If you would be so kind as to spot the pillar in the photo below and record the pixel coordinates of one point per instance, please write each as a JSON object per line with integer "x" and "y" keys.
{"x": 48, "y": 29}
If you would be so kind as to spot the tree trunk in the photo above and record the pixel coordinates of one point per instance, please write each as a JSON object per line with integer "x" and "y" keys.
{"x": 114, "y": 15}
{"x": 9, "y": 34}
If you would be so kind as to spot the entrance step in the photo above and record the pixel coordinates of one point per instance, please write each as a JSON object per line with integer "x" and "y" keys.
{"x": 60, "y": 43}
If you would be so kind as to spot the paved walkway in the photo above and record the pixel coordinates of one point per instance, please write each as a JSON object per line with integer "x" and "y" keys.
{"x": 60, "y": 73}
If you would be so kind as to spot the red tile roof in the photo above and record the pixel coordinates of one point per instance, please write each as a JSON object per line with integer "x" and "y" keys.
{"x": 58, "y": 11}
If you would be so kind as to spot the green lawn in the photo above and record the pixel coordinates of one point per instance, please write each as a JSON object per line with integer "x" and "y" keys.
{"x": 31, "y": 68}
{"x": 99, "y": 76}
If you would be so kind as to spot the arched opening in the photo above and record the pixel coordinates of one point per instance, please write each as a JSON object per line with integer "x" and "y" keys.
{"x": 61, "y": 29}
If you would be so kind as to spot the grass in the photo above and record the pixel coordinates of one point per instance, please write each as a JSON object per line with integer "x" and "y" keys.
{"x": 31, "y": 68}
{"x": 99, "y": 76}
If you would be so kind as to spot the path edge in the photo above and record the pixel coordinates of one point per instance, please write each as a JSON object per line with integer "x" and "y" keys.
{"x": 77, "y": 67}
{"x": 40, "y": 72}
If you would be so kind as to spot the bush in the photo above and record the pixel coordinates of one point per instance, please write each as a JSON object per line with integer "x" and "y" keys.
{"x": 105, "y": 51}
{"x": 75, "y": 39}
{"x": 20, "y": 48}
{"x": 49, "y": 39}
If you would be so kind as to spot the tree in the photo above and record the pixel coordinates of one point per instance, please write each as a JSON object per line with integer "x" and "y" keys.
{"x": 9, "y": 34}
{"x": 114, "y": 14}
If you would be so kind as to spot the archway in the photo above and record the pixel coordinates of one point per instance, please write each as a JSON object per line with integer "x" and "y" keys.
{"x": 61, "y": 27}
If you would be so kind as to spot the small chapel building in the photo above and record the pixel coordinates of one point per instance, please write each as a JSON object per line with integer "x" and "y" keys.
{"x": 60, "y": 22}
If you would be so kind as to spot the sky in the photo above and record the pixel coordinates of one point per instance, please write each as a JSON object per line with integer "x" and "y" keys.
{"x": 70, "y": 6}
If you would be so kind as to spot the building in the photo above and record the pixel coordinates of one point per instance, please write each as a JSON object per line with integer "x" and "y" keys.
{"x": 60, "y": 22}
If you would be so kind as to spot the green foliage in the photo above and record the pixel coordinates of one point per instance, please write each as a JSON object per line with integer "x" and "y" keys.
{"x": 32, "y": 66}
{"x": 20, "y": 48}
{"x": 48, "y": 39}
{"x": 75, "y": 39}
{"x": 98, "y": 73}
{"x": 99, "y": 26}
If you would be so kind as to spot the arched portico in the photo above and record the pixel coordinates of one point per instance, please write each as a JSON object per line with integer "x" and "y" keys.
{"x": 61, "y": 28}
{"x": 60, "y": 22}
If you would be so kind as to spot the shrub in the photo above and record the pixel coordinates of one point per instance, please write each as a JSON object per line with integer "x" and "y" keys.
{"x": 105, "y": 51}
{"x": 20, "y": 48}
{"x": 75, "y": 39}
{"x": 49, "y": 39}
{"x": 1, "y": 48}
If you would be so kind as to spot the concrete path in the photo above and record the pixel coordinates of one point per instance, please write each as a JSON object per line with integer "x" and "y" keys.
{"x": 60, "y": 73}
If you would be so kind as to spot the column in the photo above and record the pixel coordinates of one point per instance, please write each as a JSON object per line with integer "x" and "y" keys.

○ ○ ○

Please present all the items above as a numbered list, with any blank lines left out.

■ THE ANSWER ■
1. If you would be so kind as to spot the pillar in the photo below and record the pixel coordinates of one point per instance, please write each as a JSON object per line with integer "x" and "y" keys.
2. {"x": 48, "y": 29}
3. If you would be so kind as to spot the tree trunk in the photo above and record the pixel coordinates of one point per instance, please write each as a JSON object per line with integer "x" and "y" keys.
4. {"x": 114, "y": 15}
5. {"x": 9, "y": 34}
6. If you would be so kind as to spot the entrance step in the photo above and record the pixel coordinates of one point per instance, please write each as a JSON object per line with integer "x" and "y" keys.
7. {"x": 60, "y": 43}
8. If you would be so kind as to spot the paved walkway in the photo above and record the pixel coordinates of one point per instance, please write each as a JSON object per line with integer "x" and "y" keys.
9. {"x": 60, "y": 73}
10. If you would be so kind as to spot the red tile roof in the photo above and record the pixel coordinates of one point per instance, please write each as a JSON object per line with integer "x" and "y" keys.
11. {"x": 58, "y": 11}
12. If you would be so kind as to spot the green lawn in the photo above and record the pixel coordinates of one point per instance, please write each as a JSON object per line with integer "x" and "y" keys.
13. {"x": 31, "y": 68}
14. {"x": 99, "y": 76}
15. If you would be so kind as to spot the arched opening in the photo above and record the pixel coordinates of one point per instance, please write each as a JSON object per line with integer "x" and "y" keys.
16. {"x": 61, "y": 29}
17. If you would be so kind as to spot the grass in the photo above and record the pixel coordinates of one point per instance, please write each as a JSON object per line with integer "x" and "y" keys.
18. {"x": 31, "y": 68}
19. {"x": 99, "y": 76}
20. If you would be so kind as to spot the path edge in the photo above and record the pixel coordinates of one point per instance, please write each as a JSON object per line with integer "x" and "y" keys.
21. {"x": 77, "y": 67}
22. {"x": 40, "y": 72}
23. If you would be so kind as to spot the bush in the photo above and record the pixel coordinates of one point per instance, please write each as a JSON object per line with integer "x" and "y" keys.
24. {"x": 105, "y": 51}
25. {"x": 75, "y": 39}
26. {"x": 20, "y": 48}
27. {"x": 49, "y": 39}
28. If you would be so kind as to spot the tree in the photo above and record the pixel coordinates of one point per instance, please write each as a JSON object per line with integer "x" and "y" keys.
29. {"x": 9, "y": 34}
30. {"x": 114, "y": 14}
31. If you would be so kind as to spot the archway in the photo above and record the pixel coordinates of one point per instance, please write each as a JSON object per line with integer "x" and "y" keys.
32. {"x": 61, "y": 27}
33. If you would be so kind as to spot the small chapel building in the photo above and record the pixel coordinates of one point per instance, please write each as a JSON object per line with integer "x" and "y" keys.
34. {"x": 60, "y": 22}
35. If you would be so kind as to spot the sky in the photo above and record the pixel coordinates of one point per instance, please write each as a JSON object per line with integer "x" and "y" keys.
36. {"x": 70, "y": 6}
37. If you would be so kind as to spot the building in the photo above and record the pixel coordinates of one point per instance, please write each as a JSON object per line with integer "x" and "y" keys.
38. {"x": 60, "y": 22}
39. If you would be so kind as to spot the green foliage in the photo above and record the pixel coordinates of one point per instance, please write each as a JSON object per line with integer "x" and "y" keys.
40. {"x": 32, "y": 66}
41. {"x": 20, "y": 48}
42. {"x": 48, "y": 39}
43. {"x": 75, "y": 39}
44. {"x": 98, "y": 73}
45. {"x": 99, "y": 26}
46. If you would be so kind as to spot the arched portico in the photo above and record the pixel coordinates of one point per instance, please write each as a JSON object per line with integer "x" and "y" keys.
47. {"x": 61, "y": 28}
48. {"x": 60, "y": 22}
49. If you would be so kind as to spot the shrub in the photo above and record the pixel coordinates of one point per instance, please write each as a JSON object per line with integer "x" and "y" keys.
50. {"x": 105, "y": 51}
51. {"x": 20, "y": 48}
52. {"x": 75, "y": 39}
53. {"x": 49, "y": 39}
54. {"x": 1, "y": 48}
55. If you would be so kind as to spot the concrete path in the photo above and record the pixel coordinates of one point per instance, please write each as a JSON object per line with integer "x" and "y" keys.
56. {"x": 60, "y": 73}
57. If you would be so kind as to spot the column in the photo above and record the pixel coordinates of one point per instance, please write each as a JSON object per line with integer "x" and "y" keys.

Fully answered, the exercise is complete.